[Supplied data]

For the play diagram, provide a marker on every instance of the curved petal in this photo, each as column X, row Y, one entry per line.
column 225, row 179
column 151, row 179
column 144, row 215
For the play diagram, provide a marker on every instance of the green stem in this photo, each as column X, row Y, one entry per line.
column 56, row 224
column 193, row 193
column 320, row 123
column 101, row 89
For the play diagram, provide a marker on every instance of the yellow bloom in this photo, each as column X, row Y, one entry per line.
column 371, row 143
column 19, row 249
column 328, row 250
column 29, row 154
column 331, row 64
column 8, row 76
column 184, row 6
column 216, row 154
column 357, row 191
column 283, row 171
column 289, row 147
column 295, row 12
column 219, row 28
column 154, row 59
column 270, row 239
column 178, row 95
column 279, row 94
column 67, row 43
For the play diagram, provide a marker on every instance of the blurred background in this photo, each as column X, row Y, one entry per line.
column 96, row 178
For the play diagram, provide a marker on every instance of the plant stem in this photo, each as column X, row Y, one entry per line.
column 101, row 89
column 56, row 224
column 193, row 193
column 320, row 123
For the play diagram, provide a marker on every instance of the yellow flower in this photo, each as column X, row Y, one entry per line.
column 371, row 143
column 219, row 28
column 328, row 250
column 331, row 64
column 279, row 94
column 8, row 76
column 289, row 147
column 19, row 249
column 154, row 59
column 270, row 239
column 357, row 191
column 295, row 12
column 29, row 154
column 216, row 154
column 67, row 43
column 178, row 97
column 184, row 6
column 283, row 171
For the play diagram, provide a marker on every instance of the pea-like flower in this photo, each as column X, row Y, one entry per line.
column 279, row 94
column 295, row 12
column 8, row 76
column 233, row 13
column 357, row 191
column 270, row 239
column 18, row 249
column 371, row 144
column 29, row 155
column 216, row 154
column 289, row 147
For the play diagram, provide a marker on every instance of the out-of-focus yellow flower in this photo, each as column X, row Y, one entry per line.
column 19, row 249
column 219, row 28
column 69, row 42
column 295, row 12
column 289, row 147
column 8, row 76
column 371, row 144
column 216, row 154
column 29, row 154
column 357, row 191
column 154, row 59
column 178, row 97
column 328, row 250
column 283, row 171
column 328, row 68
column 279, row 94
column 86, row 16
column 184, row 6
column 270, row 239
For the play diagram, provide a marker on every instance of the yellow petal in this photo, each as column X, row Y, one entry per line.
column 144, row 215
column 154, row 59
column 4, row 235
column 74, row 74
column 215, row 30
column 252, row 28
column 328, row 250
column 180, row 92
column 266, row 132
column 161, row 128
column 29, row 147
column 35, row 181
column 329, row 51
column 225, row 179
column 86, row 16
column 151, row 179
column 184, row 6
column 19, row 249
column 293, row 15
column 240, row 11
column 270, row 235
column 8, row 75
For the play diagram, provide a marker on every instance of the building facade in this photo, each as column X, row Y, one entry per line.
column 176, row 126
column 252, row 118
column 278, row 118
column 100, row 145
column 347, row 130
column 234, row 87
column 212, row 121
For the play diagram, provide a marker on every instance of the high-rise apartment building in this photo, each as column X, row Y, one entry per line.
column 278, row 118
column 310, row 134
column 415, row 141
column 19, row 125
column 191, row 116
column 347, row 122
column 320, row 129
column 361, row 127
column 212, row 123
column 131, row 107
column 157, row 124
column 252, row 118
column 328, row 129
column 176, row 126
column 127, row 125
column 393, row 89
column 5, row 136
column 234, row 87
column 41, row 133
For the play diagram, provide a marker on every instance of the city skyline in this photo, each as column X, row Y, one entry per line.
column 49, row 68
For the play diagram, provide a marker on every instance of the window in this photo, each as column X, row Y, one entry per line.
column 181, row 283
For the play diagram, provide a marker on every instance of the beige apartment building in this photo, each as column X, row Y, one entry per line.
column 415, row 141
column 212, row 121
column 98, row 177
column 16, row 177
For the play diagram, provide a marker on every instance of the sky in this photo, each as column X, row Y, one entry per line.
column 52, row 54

[/Supplied data]

◆ What the task requires: The records above must each be restated exactly as they stand.

◆ Answer to this exercise:
For the play diagram, provide a marker on every instance of the curved petal in this photo, each as column X, row Y, one entry per line.
column 225, row 179
column 151, row 179
column 144, row 215
For the play diagram, provide a marker on every instance of the green stem in this photo, each as column X, row Y, one entry per line.
column 56, row 224
column 193, row 193
column 320, row 123
column 101, row 89
For the play diagram, provide a marker on every instance of the yellow bloom in this photo, each as column X, row Y, one entry per line.
column 371, row 143
column 19, row 249
column 328, row 250
column 29, row 154
column 331, row 64
column 8, row 76
column 184, row 6
column 216, row 154
column 357, row 191
column 283, row 171
column 289, row 147
column 295, row 12
column 219, row 28
column 154, row 59
column 270, row 239
column 178, row 95
column 279, row 94
column 67, row 43
For the play diagram, provide a marker on every instance of the blurred background in this photo, each as column X, row Y, one entry per line.
column 96, row 178
For the play diagram, provide a marker on every instance of the plant stem in this photo, each as column X, row Y, one entry per line.
column 101, row 89
column 56, row 224
column 193, row 193
column 320, row 123
For the play diagram, provide a marker on every instance of the yellow flower in this photo, each as column X, row Y, one entry per line.
column 371, row 143
column 219, row 28
column 328, row 250
column 331, row 64
column 279, row 94
column 8, row 76
column 289, row 147
column 19, row 249
column 154, row 59
column 270, row 239
column 357, row 191
column 295, row 12
column 29, row 154
column 216, row 154
column 67, row 43
column 178, row 97
column 184, row 6
column 283, row 171
For the play diagram, provide a marker on every instance of the pea-like flower in this photo, each as column X, row Y, one entry per line.
column 279, row 94
column 295, row 12
column 8, row 76
column 233, row 13
column 357, row 191
column 270, row 239
column 18, row 249
column 371, row 144
column 29, row 155
column 216, row 154
column 289, row 147
For the play diagram, provide a marker on every instance of the out-of-focus yellow flower in this photo, each as column X, row Y, one entry per line.
column 19, row 249
column 219, row 28
column 69, row 42
column 295, row 12
column 289, row 147
column 8, row 76
column 371, row 144
column 216, row 154
column 29, row 154
column 357, row 191
column 154, row 59
column 178, row 97
column 328, row 250
column 283, row 171
column 328, row 68
column 279, row 94
column 86, row 16
column 184, row 6
column 270, row 239
For the play diagram, provide a marker on every instance of the yellow petal in this photo, each as column X, row Y, one entry per line.
column 144, row 215
column 154, row 59
column 4, row 235
column 74, row 74
column 215, row 30
column 252, row 28
column 328, row 250
column 180, row 92
column 266, row 132
column 161, row 128
column 29, row 147
column 35, row 181
column 329, row 51
column 225, row 179
column 86, row 16
column 151, row 179
column 184, row 6
column 19, row 249
column 293, row 15
column 240, row 11
column 270, row 235
column 8, row 75
For the play diagram, provide a marker on every instance of the building facade in this photo, each as column X, row Y, one entry per line.
column 176, row 126
column 252, row 118
column 278, row 118
column 100, row 145
column 347, row 130
column 234, row 87
column 212, row 121
For the play diagram, provide a marker on every instance of the high-rise apartment building in this photo, each as column X, row Y, one entry per line.
column 278, row 118
column 310, row 134
column 415, row 141
column 19, row 125
column 191, row 116
column 347, row 122
column 320, row 129
column 361, row 127
column 212, row 123
column 131, row 107
column 157, row 124
column 252, row 118
column 328, row 129
column 176, row 126
column 127, row 125
column 393, row 89
column 5, row 136
column 234, row 87
column 41, row 133
For the play diagram, provide a marker on every instance of the city skyline in this photo, each as column X, row Y, one entry per line.
column 49, row 68
For the play diagram, provide a marker on every instance of the window in this photo, each as column X, row Y, one entry per line.
column 181, row 283
For the play diagram, provide a marker on every instance of the beige apartment building in this photo, each as column X, row Y, one entry per line.
column 415, row 141
column 212, row 121
column 98, row 177
column 16, row 177
For the play diagram, provide a marker on every instance of the sky in this photo, each as column X, row Y, one entry per line.
column 52, row 54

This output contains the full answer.